■ **EXERCISE DIRECTIONS**
Tally how many lines in the rows below contain the string "data", treating uppercase and lowercase as different, and reply with only that number.

▽

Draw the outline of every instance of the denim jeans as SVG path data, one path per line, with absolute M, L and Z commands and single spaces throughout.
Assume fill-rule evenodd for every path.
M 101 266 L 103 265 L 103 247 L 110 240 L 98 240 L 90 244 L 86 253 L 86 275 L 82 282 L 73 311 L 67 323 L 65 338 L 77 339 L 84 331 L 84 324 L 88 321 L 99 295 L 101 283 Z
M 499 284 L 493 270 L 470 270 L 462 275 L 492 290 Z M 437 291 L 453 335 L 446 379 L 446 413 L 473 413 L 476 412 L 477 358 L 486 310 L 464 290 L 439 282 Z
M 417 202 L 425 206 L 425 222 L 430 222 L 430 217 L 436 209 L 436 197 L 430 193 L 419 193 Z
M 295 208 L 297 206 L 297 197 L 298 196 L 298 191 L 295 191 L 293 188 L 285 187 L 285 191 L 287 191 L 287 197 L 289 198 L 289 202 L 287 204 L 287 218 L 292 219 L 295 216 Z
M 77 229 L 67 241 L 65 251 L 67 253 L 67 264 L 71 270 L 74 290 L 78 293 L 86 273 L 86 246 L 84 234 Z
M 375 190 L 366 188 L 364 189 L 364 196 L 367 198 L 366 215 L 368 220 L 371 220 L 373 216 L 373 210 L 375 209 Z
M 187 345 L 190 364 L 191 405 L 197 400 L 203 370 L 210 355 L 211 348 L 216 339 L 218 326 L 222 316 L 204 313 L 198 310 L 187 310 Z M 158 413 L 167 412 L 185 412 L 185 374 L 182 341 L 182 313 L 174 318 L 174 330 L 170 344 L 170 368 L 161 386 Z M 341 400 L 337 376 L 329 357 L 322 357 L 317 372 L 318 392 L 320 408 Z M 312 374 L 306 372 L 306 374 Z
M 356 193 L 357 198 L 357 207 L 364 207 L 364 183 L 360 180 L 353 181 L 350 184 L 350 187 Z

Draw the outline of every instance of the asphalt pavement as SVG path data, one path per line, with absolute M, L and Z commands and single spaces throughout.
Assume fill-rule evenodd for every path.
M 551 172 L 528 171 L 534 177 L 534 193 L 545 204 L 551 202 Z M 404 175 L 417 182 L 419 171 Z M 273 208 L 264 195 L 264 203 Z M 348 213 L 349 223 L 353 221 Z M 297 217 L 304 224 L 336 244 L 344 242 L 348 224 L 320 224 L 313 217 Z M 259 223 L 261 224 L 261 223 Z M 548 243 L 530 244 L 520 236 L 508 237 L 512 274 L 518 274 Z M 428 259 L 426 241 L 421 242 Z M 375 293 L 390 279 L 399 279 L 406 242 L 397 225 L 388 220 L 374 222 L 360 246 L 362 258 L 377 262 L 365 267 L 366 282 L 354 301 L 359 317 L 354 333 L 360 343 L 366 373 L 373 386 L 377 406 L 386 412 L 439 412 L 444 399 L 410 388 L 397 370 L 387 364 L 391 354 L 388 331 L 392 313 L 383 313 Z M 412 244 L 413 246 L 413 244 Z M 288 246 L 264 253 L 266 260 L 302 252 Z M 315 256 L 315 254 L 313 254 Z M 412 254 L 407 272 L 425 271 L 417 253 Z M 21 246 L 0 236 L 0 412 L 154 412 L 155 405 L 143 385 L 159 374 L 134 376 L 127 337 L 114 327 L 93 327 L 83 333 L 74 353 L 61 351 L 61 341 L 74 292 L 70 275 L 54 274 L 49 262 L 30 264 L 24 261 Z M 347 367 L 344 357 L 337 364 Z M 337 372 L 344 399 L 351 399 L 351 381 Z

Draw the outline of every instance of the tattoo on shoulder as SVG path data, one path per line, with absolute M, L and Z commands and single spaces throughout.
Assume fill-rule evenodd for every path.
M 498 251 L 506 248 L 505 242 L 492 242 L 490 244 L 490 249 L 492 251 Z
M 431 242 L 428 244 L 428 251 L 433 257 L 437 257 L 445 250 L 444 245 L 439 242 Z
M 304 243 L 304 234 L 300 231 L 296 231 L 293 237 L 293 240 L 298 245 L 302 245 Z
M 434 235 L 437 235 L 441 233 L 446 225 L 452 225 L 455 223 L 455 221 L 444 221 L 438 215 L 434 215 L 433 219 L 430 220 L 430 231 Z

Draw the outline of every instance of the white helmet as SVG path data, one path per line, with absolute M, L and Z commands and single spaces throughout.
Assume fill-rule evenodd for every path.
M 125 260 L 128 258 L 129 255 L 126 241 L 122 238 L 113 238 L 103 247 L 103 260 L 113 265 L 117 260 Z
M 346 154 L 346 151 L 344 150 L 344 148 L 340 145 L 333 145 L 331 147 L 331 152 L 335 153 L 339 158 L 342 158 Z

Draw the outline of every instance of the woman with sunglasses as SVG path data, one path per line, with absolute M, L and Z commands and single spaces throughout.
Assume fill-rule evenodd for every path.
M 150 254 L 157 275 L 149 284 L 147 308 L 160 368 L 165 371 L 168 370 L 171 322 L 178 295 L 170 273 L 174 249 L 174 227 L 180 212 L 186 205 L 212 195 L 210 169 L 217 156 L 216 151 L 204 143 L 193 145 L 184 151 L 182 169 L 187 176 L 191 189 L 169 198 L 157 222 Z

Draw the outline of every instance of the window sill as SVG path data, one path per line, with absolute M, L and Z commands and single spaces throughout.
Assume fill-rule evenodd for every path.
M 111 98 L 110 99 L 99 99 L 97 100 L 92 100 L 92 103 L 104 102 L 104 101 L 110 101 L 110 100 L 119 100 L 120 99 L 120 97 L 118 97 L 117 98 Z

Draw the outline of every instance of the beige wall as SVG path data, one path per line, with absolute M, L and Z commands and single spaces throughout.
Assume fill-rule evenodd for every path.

△

■ **PROBLEM SOLUTION**
7